# YOUR INSTRUCTIONS
In the entries below, the line with "One point for each instance of the woman's brown" marks the start. Return it and every following line exactly, ending with the last.

# INPUT MATERIAL
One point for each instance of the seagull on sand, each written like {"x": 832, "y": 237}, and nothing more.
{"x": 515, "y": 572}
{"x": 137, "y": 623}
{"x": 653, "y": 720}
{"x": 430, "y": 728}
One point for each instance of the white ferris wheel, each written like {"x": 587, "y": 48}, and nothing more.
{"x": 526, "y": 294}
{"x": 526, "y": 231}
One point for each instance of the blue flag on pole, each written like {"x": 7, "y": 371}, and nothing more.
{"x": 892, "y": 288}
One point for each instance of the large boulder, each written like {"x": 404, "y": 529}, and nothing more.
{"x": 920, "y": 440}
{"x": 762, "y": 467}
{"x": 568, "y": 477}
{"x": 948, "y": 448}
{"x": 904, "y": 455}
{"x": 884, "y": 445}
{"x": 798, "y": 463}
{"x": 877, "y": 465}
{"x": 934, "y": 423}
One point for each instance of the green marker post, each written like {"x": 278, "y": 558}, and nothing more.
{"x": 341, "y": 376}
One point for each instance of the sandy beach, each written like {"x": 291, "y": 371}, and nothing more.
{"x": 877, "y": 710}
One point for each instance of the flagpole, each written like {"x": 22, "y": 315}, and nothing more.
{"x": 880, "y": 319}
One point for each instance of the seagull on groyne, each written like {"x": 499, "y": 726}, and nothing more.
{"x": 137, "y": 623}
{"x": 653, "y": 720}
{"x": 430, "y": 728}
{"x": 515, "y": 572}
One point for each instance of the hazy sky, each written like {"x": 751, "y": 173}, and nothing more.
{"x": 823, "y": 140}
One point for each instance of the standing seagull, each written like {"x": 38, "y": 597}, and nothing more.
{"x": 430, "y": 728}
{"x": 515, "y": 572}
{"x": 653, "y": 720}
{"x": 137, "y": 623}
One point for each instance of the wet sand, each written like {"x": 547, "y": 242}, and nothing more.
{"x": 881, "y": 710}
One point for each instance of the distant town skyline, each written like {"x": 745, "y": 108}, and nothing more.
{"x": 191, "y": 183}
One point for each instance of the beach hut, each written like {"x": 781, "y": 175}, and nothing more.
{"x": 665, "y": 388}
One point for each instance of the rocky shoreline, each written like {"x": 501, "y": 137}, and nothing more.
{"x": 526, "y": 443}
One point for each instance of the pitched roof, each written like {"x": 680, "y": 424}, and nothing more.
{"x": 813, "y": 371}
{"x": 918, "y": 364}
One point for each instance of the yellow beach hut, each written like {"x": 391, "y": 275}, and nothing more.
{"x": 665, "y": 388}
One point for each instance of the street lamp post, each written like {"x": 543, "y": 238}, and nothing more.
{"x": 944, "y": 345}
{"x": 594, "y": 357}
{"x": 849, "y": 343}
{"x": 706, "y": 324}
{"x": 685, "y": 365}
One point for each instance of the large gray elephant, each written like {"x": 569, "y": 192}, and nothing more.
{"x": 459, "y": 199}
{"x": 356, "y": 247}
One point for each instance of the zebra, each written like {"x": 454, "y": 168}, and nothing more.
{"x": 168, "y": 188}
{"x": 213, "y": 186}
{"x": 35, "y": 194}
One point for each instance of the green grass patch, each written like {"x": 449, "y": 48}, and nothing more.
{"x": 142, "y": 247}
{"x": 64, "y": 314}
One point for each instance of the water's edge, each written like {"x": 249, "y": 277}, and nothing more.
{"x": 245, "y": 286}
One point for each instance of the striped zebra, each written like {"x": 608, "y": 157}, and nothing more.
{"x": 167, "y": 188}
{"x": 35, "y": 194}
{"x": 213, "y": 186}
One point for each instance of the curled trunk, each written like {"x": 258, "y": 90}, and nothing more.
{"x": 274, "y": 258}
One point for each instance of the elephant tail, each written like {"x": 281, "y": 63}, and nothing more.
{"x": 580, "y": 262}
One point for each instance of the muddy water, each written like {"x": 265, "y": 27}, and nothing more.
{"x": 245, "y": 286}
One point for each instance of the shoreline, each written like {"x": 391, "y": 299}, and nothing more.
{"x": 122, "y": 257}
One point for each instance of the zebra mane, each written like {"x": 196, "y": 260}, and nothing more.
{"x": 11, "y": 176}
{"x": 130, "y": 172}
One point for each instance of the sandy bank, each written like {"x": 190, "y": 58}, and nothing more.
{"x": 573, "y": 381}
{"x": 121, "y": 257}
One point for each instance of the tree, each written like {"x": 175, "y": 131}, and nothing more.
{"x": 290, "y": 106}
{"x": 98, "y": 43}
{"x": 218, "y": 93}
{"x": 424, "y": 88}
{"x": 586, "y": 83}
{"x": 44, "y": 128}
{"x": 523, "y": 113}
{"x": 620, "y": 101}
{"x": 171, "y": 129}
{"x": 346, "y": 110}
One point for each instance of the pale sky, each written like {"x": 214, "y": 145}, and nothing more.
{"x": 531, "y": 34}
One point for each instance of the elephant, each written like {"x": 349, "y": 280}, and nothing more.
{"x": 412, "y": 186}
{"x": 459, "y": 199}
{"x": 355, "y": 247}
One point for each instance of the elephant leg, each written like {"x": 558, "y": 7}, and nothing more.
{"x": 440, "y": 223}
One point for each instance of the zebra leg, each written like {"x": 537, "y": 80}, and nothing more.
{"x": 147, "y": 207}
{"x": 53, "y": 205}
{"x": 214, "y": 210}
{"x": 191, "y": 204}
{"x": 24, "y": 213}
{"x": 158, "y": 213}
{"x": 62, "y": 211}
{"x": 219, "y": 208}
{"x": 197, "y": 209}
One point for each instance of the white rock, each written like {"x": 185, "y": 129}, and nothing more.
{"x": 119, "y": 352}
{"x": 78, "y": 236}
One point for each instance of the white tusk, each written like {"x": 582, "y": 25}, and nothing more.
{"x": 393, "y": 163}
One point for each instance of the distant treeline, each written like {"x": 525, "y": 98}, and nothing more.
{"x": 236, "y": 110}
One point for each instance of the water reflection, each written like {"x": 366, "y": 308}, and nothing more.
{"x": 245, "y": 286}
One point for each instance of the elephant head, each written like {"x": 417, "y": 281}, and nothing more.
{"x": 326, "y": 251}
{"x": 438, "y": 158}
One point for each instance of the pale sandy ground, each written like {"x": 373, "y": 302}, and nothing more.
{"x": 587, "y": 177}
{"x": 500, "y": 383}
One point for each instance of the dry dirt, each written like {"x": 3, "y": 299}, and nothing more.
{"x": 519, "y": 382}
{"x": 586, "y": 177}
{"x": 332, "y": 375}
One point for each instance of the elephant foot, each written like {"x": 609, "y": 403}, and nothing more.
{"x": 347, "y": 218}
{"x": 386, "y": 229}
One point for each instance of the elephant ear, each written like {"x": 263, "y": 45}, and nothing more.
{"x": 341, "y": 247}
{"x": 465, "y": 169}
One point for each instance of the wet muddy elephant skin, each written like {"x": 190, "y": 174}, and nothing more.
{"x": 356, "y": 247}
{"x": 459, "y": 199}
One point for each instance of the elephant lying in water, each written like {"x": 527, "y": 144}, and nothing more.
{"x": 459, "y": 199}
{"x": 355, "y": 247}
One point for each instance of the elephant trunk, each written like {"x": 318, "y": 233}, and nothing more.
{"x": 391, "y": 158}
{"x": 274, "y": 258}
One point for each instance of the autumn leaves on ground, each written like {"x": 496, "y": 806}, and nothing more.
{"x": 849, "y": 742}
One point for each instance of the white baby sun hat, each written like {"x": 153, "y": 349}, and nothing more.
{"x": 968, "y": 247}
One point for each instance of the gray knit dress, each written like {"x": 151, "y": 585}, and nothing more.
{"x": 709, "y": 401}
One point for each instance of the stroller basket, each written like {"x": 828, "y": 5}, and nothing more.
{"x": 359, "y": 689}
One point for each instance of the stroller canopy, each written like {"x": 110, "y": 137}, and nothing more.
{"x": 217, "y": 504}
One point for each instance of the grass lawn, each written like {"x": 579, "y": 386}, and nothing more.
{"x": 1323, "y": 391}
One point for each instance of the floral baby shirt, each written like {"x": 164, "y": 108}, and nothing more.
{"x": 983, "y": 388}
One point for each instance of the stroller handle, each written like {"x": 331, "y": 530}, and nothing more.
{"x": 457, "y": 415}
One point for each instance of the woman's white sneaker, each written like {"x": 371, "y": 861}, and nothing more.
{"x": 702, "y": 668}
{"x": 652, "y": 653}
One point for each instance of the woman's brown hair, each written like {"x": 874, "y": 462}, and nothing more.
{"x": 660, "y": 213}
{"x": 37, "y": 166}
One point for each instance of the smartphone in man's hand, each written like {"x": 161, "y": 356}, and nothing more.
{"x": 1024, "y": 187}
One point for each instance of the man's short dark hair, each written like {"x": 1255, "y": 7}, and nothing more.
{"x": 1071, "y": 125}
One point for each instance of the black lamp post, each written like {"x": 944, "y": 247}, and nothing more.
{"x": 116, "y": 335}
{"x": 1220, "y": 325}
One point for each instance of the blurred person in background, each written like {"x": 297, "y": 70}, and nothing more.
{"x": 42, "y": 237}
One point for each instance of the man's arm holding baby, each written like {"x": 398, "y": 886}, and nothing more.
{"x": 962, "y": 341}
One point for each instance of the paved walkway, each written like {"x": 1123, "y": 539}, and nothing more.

# TASK RESULT
One point for each instance of the woman's brown hair, each written like {"x": 874, "y": 462}, and nothing more.
{"x": 660, "y": 213}
{"x": 37, "y": 166}
One point for each instance of the smartphone in man's hand, each written like {"x": 161, "y": 356}, and nothing more.
{"x": 1024, "y": 187}
One point for each instance of the man's short dark hair, each written like {"x": 1255, "y": 7}, and nothing more.
{"x": 1071, "y": 125}
One point for each instance of the black lamp post, each written like {"x": 944, "y": 247}, and nothing more.
{"x": 116, "y": 335}
{"x": 1220, "y": 325}
One point for each instance of the blurred person in background, each written like {"x": 297, "y": 70}, and nothing more.
{"x": 42, "y": 237}
One point for each instance of the man's arm holding baby, each written like {"x": 398, "y": 886}, and nothing more.
{"x": 962, "y": 341}
One point for each instance of the paved walkway, each written like {"x": 1123, "y": 539}, and nothing more.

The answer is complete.